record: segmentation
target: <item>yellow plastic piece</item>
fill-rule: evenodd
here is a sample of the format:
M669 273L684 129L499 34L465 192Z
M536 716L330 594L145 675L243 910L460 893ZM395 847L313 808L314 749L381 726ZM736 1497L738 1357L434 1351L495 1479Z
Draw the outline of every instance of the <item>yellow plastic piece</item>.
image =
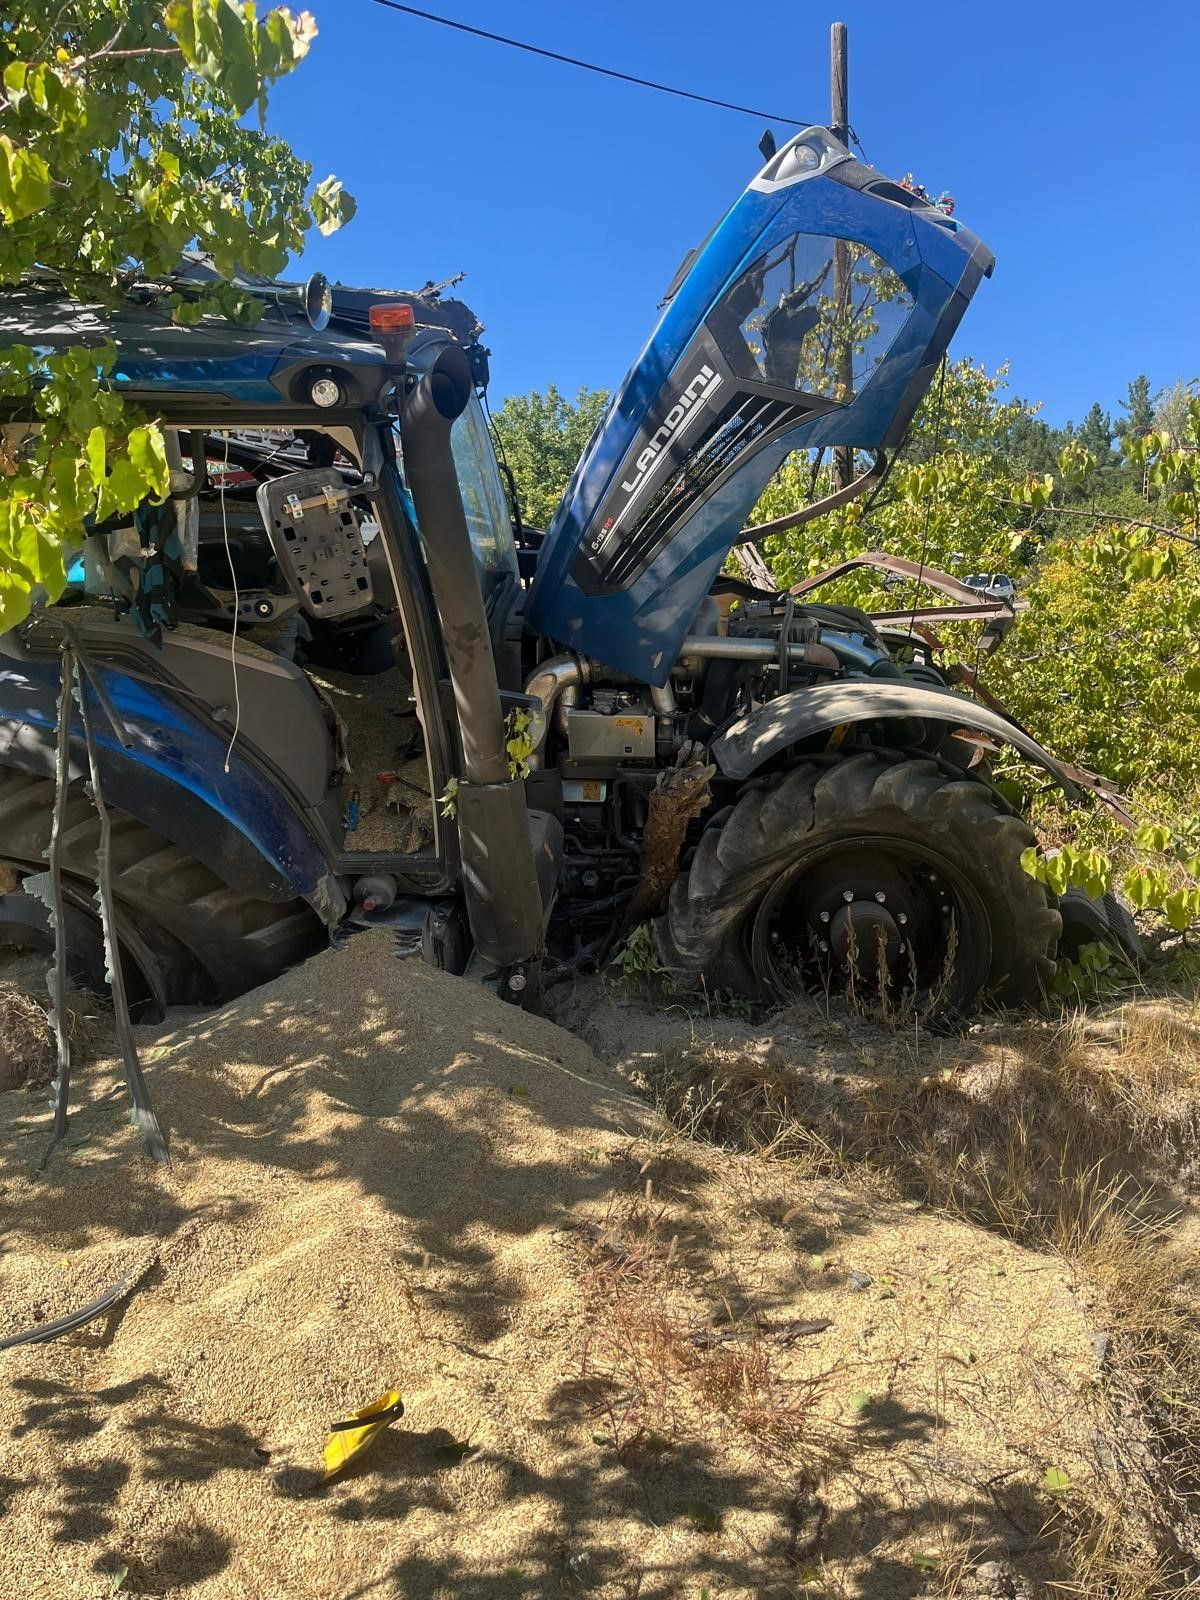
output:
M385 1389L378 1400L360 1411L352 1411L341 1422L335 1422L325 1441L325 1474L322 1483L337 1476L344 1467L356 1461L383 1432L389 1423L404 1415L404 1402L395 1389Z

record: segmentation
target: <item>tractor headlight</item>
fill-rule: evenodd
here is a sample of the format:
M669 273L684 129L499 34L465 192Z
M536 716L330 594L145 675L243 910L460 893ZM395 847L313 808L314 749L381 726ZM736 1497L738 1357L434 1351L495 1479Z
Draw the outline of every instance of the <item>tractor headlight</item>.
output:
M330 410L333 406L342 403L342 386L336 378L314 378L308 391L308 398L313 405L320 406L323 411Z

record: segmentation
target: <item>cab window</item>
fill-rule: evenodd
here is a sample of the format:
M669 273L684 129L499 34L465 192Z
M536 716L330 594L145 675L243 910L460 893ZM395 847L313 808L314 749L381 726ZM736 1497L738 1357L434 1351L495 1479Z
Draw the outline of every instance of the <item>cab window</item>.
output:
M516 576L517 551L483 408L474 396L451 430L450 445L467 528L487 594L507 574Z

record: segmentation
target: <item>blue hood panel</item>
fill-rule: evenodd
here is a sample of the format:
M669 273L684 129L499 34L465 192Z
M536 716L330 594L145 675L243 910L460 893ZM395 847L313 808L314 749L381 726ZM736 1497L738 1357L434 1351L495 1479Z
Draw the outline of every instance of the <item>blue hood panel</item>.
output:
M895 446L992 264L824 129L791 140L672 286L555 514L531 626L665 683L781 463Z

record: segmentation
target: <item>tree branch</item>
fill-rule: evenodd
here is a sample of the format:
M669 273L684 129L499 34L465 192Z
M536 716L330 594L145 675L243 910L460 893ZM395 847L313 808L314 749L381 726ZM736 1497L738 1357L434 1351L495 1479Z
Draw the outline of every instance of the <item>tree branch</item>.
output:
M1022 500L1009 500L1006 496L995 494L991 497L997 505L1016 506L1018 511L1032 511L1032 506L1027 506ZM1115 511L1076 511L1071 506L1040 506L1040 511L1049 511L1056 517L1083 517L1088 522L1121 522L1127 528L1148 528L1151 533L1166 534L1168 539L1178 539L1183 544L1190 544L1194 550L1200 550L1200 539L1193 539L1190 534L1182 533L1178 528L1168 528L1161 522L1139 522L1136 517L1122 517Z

What needs to be done: Wherever the string "headlight" occurs in the entries, copy that whole line.

Answer space:
target: <item>tractor headlight</item>
Draw the outline of every instance of the <item>tractor headlight</item>.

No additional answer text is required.